** Input data **
|---|

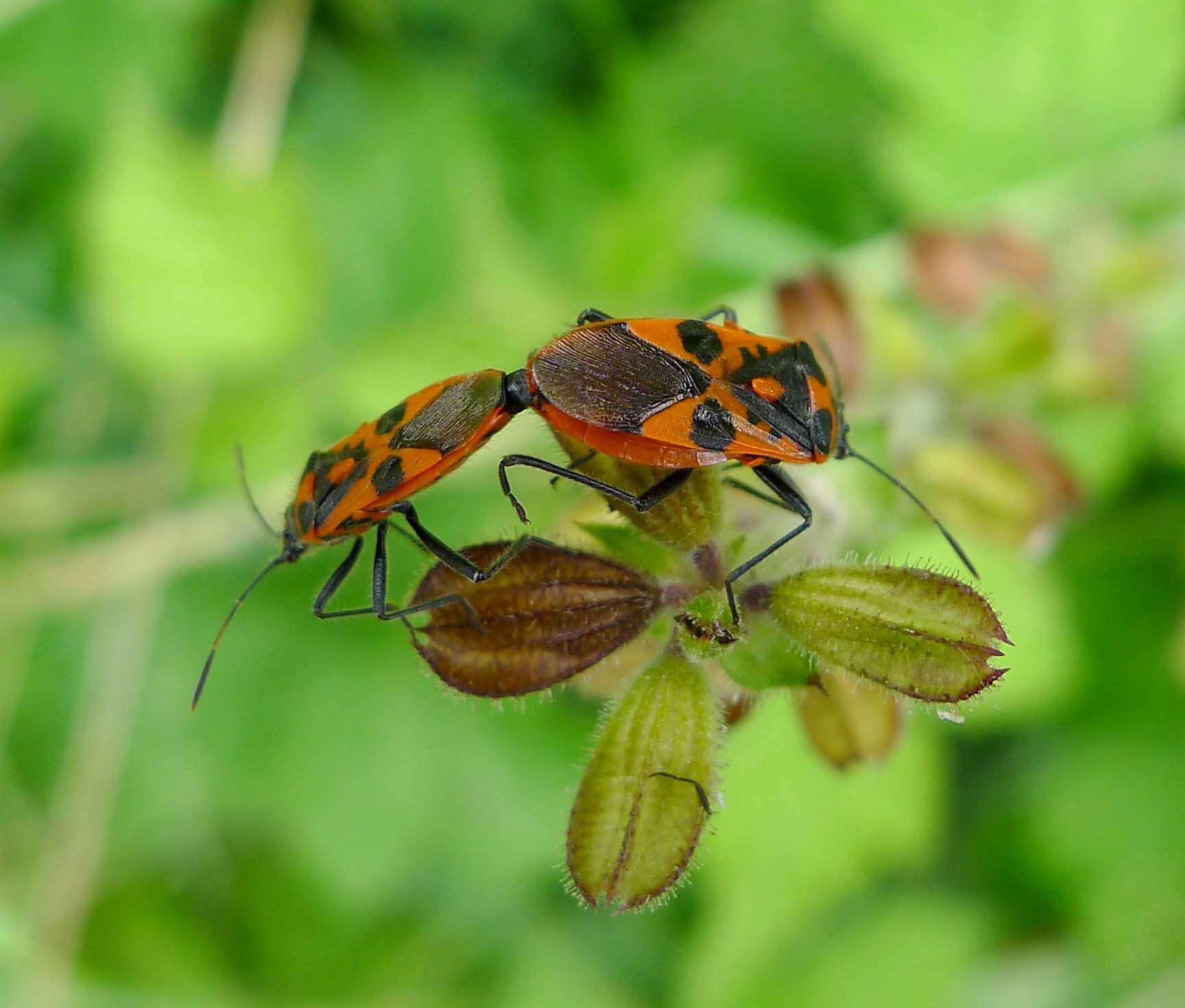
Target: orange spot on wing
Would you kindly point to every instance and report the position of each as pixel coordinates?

|---|

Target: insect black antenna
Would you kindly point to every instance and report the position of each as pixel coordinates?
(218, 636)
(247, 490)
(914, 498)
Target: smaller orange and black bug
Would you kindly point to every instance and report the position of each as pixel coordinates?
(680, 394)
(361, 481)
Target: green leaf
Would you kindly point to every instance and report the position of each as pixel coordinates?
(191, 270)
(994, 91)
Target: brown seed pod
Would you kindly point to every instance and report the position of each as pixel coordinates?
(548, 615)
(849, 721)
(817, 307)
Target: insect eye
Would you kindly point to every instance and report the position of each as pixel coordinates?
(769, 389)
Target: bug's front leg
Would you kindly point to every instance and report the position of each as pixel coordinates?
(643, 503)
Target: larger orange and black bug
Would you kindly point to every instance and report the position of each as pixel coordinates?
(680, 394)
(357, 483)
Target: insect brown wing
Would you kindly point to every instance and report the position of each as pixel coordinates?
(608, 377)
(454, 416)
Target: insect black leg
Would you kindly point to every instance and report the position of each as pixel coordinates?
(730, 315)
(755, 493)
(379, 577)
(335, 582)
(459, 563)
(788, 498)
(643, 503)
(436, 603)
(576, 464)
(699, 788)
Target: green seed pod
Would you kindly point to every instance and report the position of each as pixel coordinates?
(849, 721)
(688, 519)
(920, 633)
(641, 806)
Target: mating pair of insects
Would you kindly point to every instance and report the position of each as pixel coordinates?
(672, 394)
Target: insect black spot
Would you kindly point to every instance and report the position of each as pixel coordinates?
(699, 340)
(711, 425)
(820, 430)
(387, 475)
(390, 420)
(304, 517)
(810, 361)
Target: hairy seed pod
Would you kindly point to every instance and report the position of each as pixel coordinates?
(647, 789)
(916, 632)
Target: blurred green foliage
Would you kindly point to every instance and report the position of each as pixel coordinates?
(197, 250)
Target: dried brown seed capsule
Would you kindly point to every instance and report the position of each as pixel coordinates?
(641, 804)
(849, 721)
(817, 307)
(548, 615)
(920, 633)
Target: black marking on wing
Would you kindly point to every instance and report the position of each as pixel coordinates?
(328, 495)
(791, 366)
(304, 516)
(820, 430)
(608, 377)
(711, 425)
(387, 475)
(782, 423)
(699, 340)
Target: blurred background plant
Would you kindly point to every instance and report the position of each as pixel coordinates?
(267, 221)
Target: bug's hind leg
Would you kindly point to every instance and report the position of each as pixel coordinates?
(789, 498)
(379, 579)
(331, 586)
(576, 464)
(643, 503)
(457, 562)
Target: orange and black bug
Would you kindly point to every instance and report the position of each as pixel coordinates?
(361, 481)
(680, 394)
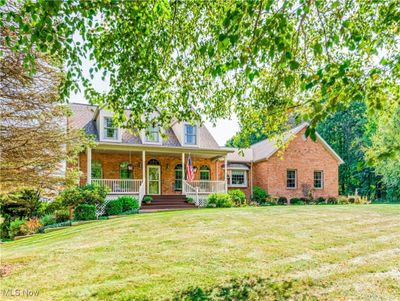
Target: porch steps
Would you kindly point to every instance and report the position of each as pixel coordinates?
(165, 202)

|---|

** Assigned task **
With the line holding "Target: bug's front leg" as the first and the line holding "Target: insect black spot" as the last, please transcribe exactly the lines of the material above in that range and nothing else.

** Output below **
Target: bug's front leg
Would you kindly point to every instance and report the position of each as pixel coordinates?
(643, 503)
Target: larger orange and black bug
Would you kindly point to every instance and report the position of each as pixel coordinates?
(680, 394)
(357, 483)
Target: insect brown wing
Would you kindly point to every instance and report the position of each as pixel coordinates?
(608, 377)
(454, 416)
Target: insect black leg
Would you kindly point to every instance and report the position of each as pixel coordinates?
(730, 315)
(755, 493)
(379, 577)
(335, 582)
(459, 563)
(788, 498)
(643, 503)
(436, 603)
(576, 464)
(699, 788)
Target: green seed pod
Would you kindly point to every instance and report the position of each as pixel coordinates?
(849, 721)
(688, 519)
(920, 633)
(641, 806)
Target: mating pair of insects
Would you kindly point to every instance and report the position of each as pixel coordinates?
(672, 394)
Target: insect black spot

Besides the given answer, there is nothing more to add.